■ Document extract:
Columbia Physical Therapy in Washington State has filed a lawsuit against Benton Franklin Orthopedic, a group of orthopaedic surgeons, in what figures to be the next big referral-for-profit / physician-owned battle in the physical therapy profession.  The physical therapists have an interesting set of laws on their side, the physicians have the normal repertoire of “doctor’s know best” arguments on their side.

However, the attorney for the orthopaedic group might have underscored the position of desperation his clients may be in with this quote:

“If physicians can’t employ physical therapists, nobody can, and they are used in all sorts of medical settings.”

That has to be the craziest argument in favor of physician self-referral yet.  No one can get physical therapist interventions if they are not employed by a doctor?  This assumption of employment visible in the quote underscores the widely held belief that many physicians hold about physical therapists, that they are an auxiliary service rather than an independent medical professional of similar value and capability in the care of musculoskeletal conditions.  Perhaps physical therapists’ fondness for video games assists in perpetuating this belief.

■ Given entries:

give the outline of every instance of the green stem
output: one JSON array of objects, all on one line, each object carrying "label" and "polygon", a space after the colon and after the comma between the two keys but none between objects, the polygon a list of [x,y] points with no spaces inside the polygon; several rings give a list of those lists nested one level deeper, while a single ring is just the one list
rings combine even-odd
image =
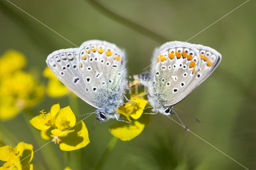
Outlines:
[{"label": "green stem", "polygon": [[[33,113],[29,110],[26,110],[22,115],[36,139],[38,147],[40,147],[44,145],[47,143],[47,142],[41,138],[39,132],[39,130],[33,127],[29,122],[29,121],[34,117]],[[58,147],[58,146],[56,146]],[[62,167],[62,166],[58,158],[59,157],[57,154],[54,152],[54,149],[50,144],[47,144],[47,146],[44,146],[43,148],[40,148],[40,150],[43,155],[46,162],[47,162],[47,164],[46,164],[47,166],[48,166],[48,169],[57,170],[61,168],[60,167]]]},{"label": "green stem", "polygon": [[170,39],[169,38],[166,38],[140,24],[131,21],[123,16],[121,16],[119,14],[113,12],[113,10],[108,10],[96,1],[94,0],[85,0],[91,5],[93,6],[96,10],[98,10],[99,12],[102,14],[104,16],[124,25],[154,41],[160,43],[164,43],[170,41]]},{"label": "green stem", "polygon": [[102,167],[102,165],[105,160],[105,158],[109,152],[113,149],[114,147],[116,144],[118,138],[116,137],[113,136],[110,140],[109,141],[107,147],[104,151],[103,154],[102,154],[99,161],[97,163],[96,166],[94,168],[94,170],[100,170]]}]

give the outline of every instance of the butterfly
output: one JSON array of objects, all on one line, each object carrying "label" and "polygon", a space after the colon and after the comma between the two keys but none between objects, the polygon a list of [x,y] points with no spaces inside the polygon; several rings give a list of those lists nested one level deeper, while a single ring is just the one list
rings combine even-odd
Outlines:
[{"label": "butterfly", "polygon": [[155,49],[150,73],[134,75],[134,78],[148,89],[148,101],[156,110],[154,113],[159,111],[167,116],[175,113],[184,125],[172,106],[204,81],[221,58],[220,53],[208,47],[168,42]]},{"label": "butterfly", "polygon": [[79,48],[56,51],[46,62],[64,85],[96,109],[98,121],[119,120],[116,109],[128,88],[124,50],[113,43],[92,40]]}]

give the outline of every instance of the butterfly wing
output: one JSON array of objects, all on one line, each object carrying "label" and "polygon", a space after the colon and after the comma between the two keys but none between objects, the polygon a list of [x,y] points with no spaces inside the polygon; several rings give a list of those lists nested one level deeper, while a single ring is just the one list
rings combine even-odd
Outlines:
[{"label": "butterfly wing", "polygon": [[98,108],[92,97],[86,92],[87,85],[78,67],[78,50],[76,48],[56,51],[48,55],[46,62],[65,85],[88,104]]},{"label": "butterfly wing", "polygon": [[175,105],[209,76],[221,59],[221,55],[208,47],[167,42],[155,51],[151,91],[165,106]]},{"label": "butterfly wing", "polygon": [[127,86],[125,52],[100,40],[86,42],[79,50],[78,65],[86,93],[98,107],[118,101]]},{"label": "butterfly wing", "polygon": [[150,93],[154,93],[153,95],[165,106],[181,101],[194,89],[190,86],[200,67],[199,56],[194,45],[187,43],[169,42],[156,48],[152,58],[153,89],[150,88]]}]

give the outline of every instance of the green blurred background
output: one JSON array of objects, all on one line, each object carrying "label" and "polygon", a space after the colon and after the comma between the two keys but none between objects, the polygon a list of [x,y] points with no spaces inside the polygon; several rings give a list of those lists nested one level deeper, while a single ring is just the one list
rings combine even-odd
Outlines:
[{"label": "green blurred background", "polygon": [[[145,71],[142,70],[150,64],[155,47],[166,41],[186,41],[244,2],[11,0],[78,46],[85,41],[99,39],[124,48],[130,75]],[[98,3],[136,24],[109,15]],[[188,41],[214,48],[222,60],[212,75],[175,106],[202,121],[198,123],[180,115],[192,132],[249,169],[256,168],[256,5],[255,1],[248,1]],[[45,85],[47,79],[42,73],[48,54],[75,47],[5,0],[0,0],[0,53],[9,49],[23,53],[28,61],[27,70]],[[71,107],[76,115],[94,111],[78,100],[79,107]],[[31,111],[34,115],[42,109],[48,111],[58,103],[63,107],[70,105],[68,97],[54,99],[46,96]],[[40,130],[35,137],[22,114],[0,123],[11,132],[13,136],[10,138],[17,140],[17,143],[10,140],[12,146],[23,141],[33,144],[35,151],[47,141],[39,146],[36,138],[40,138]],[[97,123],[94,130],[94,117],[84,121],[91,142],[70,152],[70,166],[73,169],[93,168],[112,137],[108,127],[116,121]],[[48,149],[56,152],[54,165],[43,156]],[[35,153],[32,163],[36,170],[63,169],[67,165],[66,156],[51,142]],[[119,141],[104,160],[102,168],[105,170],[243,168],[160,114],[151,116],[150,125],[132,140]]]}]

■ Directions:
(A) Repeat the passage from the article on the physical therapy lawsuit word for word, starting at "That has to" and stopping after "perpetuating this belief.".
(B) Pick up the article on the physical therapy lawsuit after its final sentence and keep writing it.

■ Response list:
(A)
That has to be the craziest argument in favor of physician self-referral yet.  No one can get physical therapist interventions if they are not employed by a doctor?  This assumption of employment visible in the quote underscores the widely held belief that many physicians hold about physical therapists, that they are an auxiliary service rather than an independent medical professional of similar value and capability in the care of musculoskeletal conditions.  Perhaps physical therapists’ fondness for video games assists in perpetuating this belief.

(B)
In a stone-cold logical retort, Columbia Physical Therapy’s attorney states his client’s problem with physician self-referral as he describes the practice as having the ability to “create a captive referral market where the referring physician controls both the supply and the demand for patient services.”

Captive markets are dangerous for consumers.  Does that mean that all individuals take advantage?  Not at all.  There are some high-quality physician-owned groups out there.  In fact, I met one last night!  However, the danger lies in the possibility of abuse which is something our health care system should have very little tolerance for.